> [Document text]:

━━━━━━━━━━━━━━━━

According to new research conducted in the UK, one in every 8 soldiers who returns home from combat has been involved in a domestic violence incident.

The research was conducted by the King's Center for Military Health Research, and involved 13,000 British army veterans returning from Iraq and Afghanistan. The researchers say that they have found an association between combat, and violence levels at home. Often, the domestic violence is targeted against spouses.

According to the researchers, in approximately a third of the cases, the victims were family members, including wives, or girlfriends. There's a two-fold link between being in combat, and a risk of being involved in domestic violence incidents after returning from deployment.

Moreover, the researchers found that the incidents of violence are much more likely to increase depending on the number of deployments. Veterans who had been on more than one deployment were found to be more likely to report violent behavior.

━━━━━━━━━━━━━━━━

> [Records provided]:
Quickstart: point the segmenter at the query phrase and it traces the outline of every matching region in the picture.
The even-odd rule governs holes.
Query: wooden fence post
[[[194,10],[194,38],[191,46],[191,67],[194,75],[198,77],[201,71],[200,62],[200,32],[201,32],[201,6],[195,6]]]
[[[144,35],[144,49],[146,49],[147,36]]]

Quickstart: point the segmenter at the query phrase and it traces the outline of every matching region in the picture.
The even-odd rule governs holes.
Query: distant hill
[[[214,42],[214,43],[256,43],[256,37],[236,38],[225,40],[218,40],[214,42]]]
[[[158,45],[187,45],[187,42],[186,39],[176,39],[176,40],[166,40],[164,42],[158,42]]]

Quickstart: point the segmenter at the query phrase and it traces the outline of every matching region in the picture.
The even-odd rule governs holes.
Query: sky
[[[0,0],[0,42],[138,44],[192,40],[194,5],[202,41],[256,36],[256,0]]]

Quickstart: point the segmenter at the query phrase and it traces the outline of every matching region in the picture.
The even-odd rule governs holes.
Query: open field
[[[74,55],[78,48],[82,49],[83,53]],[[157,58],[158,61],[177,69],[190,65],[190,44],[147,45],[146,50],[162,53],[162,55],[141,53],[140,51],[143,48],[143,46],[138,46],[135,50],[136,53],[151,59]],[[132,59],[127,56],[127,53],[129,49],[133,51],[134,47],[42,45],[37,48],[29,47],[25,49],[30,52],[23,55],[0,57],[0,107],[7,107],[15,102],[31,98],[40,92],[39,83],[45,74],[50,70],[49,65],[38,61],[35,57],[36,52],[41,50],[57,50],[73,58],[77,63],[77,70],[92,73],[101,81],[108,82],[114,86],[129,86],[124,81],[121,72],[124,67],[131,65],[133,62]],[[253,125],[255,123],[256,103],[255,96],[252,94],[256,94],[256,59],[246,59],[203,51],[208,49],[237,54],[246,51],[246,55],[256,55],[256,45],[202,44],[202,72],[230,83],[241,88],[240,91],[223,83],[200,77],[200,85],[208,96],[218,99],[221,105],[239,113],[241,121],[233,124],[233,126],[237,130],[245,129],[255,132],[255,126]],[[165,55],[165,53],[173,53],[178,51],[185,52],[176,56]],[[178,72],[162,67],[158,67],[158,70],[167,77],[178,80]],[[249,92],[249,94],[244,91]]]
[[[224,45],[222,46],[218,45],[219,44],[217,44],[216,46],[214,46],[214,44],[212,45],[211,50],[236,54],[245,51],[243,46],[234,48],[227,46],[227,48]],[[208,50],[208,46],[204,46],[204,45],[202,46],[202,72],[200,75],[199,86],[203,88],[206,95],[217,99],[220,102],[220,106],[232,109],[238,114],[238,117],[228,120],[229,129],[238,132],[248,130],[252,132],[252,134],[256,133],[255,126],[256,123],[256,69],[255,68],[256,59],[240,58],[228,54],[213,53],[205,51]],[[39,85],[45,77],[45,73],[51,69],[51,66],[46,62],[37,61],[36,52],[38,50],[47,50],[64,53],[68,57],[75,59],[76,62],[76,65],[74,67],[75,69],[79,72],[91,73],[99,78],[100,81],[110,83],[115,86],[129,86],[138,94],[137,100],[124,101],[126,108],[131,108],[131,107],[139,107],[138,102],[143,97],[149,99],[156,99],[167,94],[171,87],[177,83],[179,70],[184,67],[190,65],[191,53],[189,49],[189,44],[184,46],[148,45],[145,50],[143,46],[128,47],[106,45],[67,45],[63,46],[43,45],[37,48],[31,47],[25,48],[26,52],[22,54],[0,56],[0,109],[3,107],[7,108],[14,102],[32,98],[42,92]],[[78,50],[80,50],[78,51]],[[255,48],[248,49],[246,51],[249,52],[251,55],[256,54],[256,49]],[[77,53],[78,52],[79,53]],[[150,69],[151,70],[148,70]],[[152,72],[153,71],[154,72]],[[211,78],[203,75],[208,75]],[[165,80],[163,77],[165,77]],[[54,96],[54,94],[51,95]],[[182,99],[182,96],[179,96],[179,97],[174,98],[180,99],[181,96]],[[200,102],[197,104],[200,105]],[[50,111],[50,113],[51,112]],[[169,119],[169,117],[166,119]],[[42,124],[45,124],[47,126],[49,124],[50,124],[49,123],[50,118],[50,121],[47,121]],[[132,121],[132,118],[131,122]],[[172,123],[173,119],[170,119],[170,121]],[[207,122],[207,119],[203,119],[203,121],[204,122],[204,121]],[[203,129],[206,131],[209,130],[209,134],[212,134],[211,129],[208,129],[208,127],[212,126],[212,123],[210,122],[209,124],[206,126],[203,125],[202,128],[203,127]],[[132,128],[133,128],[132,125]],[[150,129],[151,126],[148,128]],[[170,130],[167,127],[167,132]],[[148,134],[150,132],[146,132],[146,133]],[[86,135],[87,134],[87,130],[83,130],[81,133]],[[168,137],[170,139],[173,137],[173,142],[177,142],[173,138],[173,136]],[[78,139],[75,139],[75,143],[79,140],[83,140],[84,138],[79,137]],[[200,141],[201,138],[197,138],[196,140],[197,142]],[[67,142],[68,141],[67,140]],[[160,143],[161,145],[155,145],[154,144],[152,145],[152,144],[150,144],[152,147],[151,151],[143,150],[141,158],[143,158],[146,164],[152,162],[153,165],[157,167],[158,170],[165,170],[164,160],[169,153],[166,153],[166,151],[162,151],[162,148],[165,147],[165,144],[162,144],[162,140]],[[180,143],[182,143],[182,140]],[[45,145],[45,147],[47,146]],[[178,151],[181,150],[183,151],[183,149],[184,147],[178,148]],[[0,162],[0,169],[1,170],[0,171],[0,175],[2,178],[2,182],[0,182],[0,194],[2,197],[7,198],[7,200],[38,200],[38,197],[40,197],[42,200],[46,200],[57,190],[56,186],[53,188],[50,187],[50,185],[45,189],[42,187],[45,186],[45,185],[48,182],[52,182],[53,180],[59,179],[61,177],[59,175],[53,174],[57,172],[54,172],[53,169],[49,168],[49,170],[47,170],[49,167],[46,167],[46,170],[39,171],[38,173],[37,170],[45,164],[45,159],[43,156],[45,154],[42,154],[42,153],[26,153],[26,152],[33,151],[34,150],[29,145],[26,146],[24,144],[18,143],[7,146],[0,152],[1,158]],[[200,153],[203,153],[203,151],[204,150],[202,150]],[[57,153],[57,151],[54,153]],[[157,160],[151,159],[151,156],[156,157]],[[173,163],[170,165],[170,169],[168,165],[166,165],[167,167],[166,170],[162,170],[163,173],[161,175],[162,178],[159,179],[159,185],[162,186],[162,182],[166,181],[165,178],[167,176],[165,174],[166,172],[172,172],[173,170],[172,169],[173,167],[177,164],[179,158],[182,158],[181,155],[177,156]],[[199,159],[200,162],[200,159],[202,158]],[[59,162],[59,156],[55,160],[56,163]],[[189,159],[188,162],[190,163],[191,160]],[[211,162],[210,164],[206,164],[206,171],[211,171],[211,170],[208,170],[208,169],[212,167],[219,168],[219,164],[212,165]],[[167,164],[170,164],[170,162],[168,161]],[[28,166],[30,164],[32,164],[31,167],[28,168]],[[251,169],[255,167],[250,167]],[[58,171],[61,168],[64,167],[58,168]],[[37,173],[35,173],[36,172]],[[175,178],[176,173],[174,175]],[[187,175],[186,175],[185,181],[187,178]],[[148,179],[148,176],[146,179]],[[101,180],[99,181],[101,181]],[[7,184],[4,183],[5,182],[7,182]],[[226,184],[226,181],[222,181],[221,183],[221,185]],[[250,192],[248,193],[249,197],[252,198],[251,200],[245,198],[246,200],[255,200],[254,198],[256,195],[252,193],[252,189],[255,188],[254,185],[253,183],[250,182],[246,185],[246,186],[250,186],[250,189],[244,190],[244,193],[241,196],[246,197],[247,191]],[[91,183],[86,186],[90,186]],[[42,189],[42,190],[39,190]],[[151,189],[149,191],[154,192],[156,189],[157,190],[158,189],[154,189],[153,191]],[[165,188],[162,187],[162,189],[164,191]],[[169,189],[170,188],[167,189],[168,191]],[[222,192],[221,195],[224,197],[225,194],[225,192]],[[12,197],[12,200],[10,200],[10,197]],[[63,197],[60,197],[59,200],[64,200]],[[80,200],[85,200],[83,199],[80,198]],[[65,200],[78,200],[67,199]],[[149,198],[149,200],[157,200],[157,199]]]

━━━━━━━━━━━━━━━━

> [Exercise 1]: In the article on combat veterans and domestic violence, how many British army veterans did the research involve?
> [Exercise 2]: Resume the article on combat veterans and domestic violence, picking up after its last sentence.
The entries come from a separate source.

> [Exercise result 1]: 13,000 veterans returning from Iraq and Afghanistan.

> [Exercise result 2]:
The British Ministry of Defense however has denied the findings of the research. According to the Ministry Of Defense, there is no evidence to indicate that veterans returning from combat have a much higher domestic violence problem, compared to the civilian community. The Ministry of Defense also states that the military does provide support to victims of violence in the military, as well as a wide range of resources for help and information to these individuals.

In the UK, these studies are likely to be taken especially seriously, because they come soon after a case involving a 24-year-old ex-soldier, who was recently jailed for gunning down his landlady. The soldier had just returned from serving in Afghanistan, and had been diagnosed with post traumatic stress disorder. He killed his 52-year-old landlady at her home. According to reports, his post traumatic stress disorder was not diagnosed in time or treated properly.